===== Selection =====
Configuration

Permissions for both HDFS and local fileSystem paths

The following table lists various paths on HDFS and local filesystems (on all nodes) and recommended permissions:

Filesystem	Path	User:Group	Permissions
local	dfs.namenode.name.dir	hdfs:hadoop	drwx——
local	dfs.datanode.data.dir	hdfs:hadoop	drwx——
local	$HADOOP_LOG_DIR	hdfs:hadoop	drwxrwxr-x
local	$YARN_LOG_DIR	yarn:hadoop	drwxrwxr-x
local	yarn.nodemanager.local-dirs	yarn:hadoop	drwxr-xr-x
local	yarn.nodemanager.log-dirs	yarn:hadoop	drwxr-xr-x
local	container-executor	root:hadoop	–Sr-s–*
local	conf/container-executor.cfg	root:hadoop	r——-*
hdfs	/	hdfs:hadoop	drwxr-xr-x
hdfs	/tmp	hdfs:hadoop	drwxrwxrwxt
hdfs	/user	hdfs:hadoop	drwxr-xr-x
hdfs	yarn.nodemanager.remote-app-log-dir	yarn:hadoop	drwxrwxrwxt
hdfs	mapreduce.jobhistory.intermediate-done-dir	mapred:hadoop	drwxrwxrwxt
hdfs	mapreduce.jobhistory.done-dir	mapred:hadoop	drwxr-x—

Common Configurations

In order to turn on RPC authentication in hadoop, set the value of hadoop.security.authentication property to “kerberos”, and set security related settings listed below appropriately. The following properties should be in the core-site.xml of all the nodes in the cluster.

Parameter	Value	Notes
hadoop.security.authentication	kerberos	simple : No authentication. (default) kerberos : Enable authentication by Kerberos.
hadoop.security.authorization	true	Enable RPC service-level authorization.
=====
Exercise requirements:
[A] Answer these questions using the Hadoop configuration text:
(i) Which user and group should own the local container-executor path?
(ii) Which file on all nodes in the cluster should contain the properties for RPC authentication?
(iii) What is the default value of hadoop.security.authentication?
[B] Extend the Hadoop configuration text from its last line with a few more lines in the same style.
The rows are not needed for any of this.
===== Information provided =====
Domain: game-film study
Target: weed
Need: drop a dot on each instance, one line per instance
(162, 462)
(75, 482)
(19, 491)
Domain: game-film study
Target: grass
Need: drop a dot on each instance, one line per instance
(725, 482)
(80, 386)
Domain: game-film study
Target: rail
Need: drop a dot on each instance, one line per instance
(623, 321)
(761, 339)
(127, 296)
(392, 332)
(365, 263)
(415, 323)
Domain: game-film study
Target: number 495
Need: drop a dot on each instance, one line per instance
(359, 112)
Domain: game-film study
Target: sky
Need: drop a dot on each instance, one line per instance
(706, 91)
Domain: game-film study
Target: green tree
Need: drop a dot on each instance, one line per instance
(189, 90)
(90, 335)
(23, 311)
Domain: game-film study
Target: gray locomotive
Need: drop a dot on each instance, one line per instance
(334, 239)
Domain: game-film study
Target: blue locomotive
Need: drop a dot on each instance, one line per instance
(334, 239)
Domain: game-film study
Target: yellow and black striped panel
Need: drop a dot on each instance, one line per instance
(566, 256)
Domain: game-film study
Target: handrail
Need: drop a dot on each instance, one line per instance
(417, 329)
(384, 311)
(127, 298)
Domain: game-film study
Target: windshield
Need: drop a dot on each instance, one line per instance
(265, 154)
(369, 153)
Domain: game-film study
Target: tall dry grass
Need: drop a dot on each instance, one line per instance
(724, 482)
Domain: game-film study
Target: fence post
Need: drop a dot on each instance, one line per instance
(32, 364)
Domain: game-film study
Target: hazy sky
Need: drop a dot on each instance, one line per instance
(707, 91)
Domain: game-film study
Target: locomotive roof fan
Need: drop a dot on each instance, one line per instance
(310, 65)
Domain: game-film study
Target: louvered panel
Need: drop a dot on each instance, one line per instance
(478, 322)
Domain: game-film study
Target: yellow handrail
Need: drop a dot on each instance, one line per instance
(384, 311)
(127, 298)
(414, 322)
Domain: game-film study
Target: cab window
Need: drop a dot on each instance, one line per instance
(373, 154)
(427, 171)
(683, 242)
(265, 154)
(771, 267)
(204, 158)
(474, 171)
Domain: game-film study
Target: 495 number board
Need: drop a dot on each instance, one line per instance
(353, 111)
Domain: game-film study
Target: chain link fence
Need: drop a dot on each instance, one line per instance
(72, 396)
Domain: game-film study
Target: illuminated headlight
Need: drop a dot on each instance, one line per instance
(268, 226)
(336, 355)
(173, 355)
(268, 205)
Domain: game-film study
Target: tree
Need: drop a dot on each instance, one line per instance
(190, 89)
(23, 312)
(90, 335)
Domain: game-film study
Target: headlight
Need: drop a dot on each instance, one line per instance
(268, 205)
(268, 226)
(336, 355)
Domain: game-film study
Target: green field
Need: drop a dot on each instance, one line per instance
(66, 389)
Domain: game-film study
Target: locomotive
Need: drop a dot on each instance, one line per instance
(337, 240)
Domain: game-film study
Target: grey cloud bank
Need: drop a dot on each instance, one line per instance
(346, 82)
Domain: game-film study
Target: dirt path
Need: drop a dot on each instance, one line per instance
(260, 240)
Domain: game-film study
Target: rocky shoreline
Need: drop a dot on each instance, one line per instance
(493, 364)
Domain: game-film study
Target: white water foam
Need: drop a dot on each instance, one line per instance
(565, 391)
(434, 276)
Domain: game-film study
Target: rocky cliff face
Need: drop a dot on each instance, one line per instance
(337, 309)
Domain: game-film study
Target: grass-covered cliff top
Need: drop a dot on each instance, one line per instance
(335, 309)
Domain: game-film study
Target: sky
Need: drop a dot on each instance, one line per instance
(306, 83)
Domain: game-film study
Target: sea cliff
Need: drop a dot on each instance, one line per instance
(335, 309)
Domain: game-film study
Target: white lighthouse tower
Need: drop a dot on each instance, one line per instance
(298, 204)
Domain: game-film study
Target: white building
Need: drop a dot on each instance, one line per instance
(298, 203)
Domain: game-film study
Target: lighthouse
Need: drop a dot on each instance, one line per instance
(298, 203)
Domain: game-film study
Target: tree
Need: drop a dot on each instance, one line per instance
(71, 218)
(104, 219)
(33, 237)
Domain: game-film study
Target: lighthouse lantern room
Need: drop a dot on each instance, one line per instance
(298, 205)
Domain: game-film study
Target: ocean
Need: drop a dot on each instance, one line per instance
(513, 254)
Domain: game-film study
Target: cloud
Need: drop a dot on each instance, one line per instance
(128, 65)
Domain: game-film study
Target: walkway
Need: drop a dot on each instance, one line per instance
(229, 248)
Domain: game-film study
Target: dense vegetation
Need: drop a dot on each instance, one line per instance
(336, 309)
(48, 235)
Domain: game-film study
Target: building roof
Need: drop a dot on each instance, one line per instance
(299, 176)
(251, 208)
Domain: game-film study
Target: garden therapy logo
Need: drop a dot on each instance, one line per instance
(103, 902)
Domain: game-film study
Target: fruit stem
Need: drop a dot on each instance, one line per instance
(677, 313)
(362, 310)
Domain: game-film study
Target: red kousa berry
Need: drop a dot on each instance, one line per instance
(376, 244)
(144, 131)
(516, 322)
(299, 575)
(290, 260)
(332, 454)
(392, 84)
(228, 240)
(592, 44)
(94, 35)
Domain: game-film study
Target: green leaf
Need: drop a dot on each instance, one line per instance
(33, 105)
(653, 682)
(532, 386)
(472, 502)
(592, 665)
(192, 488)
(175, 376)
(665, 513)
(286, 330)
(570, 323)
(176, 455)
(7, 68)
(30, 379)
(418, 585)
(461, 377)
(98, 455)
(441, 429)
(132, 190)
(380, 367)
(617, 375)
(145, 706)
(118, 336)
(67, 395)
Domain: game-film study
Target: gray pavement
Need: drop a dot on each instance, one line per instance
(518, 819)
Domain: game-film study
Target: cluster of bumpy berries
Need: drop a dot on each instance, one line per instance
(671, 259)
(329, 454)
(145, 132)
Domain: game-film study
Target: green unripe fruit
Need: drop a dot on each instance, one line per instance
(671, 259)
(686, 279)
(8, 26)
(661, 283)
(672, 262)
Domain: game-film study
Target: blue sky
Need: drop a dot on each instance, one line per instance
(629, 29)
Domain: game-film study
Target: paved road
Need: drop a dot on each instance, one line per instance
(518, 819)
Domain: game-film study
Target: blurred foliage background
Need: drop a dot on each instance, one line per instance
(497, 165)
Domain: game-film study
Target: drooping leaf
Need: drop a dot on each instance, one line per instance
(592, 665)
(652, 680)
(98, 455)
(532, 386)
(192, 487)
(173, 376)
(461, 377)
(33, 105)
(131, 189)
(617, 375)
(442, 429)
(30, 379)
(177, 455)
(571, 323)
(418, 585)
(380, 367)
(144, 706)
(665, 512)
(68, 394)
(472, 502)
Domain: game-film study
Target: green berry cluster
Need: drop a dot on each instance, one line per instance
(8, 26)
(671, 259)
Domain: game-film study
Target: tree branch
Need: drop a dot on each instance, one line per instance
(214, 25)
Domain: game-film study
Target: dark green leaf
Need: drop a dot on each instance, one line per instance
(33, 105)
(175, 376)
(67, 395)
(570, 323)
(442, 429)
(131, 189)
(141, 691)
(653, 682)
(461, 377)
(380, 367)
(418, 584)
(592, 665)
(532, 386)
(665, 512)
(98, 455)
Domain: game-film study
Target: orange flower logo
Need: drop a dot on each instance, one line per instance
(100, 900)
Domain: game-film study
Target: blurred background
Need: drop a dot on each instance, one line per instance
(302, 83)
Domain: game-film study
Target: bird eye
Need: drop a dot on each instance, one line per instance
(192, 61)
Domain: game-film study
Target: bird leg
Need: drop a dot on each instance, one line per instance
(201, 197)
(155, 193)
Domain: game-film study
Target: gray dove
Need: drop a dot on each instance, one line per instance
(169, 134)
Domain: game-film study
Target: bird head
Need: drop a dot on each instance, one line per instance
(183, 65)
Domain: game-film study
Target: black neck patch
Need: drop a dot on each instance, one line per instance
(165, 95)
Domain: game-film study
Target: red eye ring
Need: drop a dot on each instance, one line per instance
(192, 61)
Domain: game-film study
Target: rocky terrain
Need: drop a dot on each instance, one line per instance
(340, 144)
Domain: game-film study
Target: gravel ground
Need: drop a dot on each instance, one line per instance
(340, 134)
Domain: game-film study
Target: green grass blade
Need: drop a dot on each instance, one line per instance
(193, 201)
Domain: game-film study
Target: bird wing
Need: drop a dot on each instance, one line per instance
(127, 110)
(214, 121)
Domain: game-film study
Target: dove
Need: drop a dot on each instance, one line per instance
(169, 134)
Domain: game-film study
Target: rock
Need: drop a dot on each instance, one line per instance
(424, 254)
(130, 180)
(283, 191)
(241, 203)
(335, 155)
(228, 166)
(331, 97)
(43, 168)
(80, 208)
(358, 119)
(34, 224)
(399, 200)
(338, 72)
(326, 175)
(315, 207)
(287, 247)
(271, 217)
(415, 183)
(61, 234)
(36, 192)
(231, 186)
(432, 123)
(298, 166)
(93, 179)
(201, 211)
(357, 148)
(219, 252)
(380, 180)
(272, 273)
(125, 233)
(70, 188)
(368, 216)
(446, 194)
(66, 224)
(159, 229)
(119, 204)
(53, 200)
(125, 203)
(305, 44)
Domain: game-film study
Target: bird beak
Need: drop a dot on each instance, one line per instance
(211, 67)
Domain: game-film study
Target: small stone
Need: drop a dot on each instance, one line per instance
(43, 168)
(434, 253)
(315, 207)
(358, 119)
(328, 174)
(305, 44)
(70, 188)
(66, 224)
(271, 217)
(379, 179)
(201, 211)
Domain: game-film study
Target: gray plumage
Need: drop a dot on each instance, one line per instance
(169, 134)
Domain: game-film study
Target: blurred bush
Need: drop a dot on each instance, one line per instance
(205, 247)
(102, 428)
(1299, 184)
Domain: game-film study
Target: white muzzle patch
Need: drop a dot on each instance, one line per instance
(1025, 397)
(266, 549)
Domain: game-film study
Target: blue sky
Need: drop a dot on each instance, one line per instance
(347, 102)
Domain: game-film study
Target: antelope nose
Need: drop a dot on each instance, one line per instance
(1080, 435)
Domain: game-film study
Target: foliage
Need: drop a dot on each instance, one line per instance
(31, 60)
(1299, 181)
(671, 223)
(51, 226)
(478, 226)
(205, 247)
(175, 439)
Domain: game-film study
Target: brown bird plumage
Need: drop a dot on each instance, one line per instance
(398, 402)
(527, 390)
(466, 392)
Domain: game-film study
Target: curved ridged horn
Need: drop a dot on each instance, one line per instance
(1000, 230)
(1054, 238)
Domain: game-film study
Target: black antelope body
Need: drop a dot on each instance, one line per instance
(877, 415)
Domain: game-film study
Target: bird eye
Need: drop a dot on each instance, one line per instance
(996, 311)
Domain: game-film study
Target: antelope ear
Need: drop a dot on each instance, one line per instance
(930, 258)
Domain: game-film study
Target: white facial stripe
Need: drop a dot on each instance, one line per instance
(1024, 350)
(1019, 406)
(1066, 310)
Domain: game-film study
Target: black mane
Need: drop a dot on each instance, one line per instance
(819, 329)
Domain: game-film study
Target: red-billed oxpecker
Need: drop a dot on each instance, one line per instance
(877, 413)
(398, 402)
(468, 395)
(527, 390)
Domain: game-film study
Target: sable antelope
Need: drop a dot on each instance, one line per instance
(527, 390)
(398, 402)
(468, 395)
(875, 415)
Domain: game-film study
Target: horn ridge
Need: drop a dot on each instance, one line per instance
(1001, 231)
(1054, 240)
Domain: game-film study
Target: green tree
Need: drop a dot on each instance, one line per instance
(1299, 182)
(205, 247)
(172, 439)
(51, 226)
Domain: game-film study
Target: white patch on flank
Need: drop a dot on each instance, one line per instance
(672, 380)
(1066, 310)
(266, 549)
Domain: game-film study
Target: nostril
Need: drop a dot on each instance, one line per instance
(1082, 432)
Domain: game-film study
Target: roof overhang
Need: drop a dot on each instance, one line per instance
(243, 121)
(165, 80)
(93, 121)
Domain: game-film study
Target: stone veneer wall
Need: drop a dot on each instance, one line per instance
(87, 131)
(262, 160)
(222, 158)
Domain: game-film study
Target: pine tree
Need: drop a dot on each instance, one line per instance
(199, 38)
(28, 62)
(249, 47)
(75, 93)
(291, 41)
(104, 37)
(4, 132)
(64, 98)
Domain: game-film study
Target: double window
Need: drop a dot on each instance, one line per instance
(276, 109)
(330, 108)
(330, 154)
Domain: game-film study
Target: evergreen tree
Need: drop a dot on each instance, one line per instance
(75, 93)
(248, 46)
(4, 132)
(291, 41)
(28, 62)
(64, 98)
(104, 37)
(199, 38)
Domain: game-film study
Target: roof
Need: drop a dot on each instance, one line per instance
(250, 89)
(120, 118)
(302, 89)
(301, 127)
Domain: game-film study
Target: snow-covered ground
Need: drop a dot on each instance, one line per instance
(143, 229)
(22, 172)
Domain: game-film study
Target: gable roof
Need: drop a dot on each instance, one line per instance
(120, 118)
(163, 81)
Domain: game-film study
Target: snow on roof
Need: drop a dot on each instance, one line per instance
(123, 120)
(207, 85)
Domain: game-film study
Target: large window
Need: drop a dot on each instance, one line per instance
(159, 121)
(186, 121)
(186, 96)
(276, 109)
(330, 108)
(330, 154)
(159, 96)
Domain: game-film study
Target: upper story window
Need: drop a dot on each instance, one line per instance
=====
Solved problems:
[A]
(i) root:hadoop
(ii) core-site.xml
(iii) simple

[B]
hadoop.rpc.protection	authentication	authentication : authentication only (default) integrity : integrity check in addition to authentication privacy : data encryption in addition to integrity
hadoop.security.auth_to_local	RULE:exp1 RULE:exp2 … DEFAULT	The value is string containing new line characters.
hadoop.proxyuser.superuser.hosts		comma separated hosts from which superuser access are allowed to impersonation. * means wildcard.
hadoop.proxyuser.superuser.groups		comma separated groups to which users impersonated by superuser belongs. * means wildcard.

NameNode

Parameter	Value	Notes
dfs.block.access.token.enable	true	Enable HDFS block access tokens for secure operations.
dfs.https.enable	true	This value is deprecated. Use dfs.http.policy
dfs.http.policy	HTTP_ONLY or HTTPS_ONLY or HTTP_AND_HTTPS	HTTPS_ONLY turns off http access. This option takes precedence over the deprecated configuration dfs.https.enable and hadoop.ssl.enabled. If using SASL to authenticate data transfer protocol instead of running DataNode as root and using privileged ports, then this property must be set to HTTPS_ONLY to guarantee authentication of HTTP servers.
dfs.namenode.keytab.file	/etc/security/keytab/nn.service.keytab	Kerberos keytab file for the NameNode.
dfs.namenode.kerberos.principal	nn/_HOST@REALM.TLD	Kerberos principal name for the NameNode.
dfs.namenode.kerberos.internal.spnego.principal	HTTP/_HOST@REALM.TLD	HTTP Kerberos principal name for the NameNode.

Secondary NameNode

Parameter	Value	Notes
dfs.namenode.secondary.http-address	c_nn_host_fqdn:50090
dfs.namenode.secondary.https-port	50470
dfs.secondary.namenode.keytab.file	/etc/security/keytab/sn.service.keytab	Kerberos keytab file for the Secondary NameNode.
dfs.secondary.namenode.kerberos.principal	sn/_HOST@REALM.TLD	Kerberos principal name for the Secondary NameNode.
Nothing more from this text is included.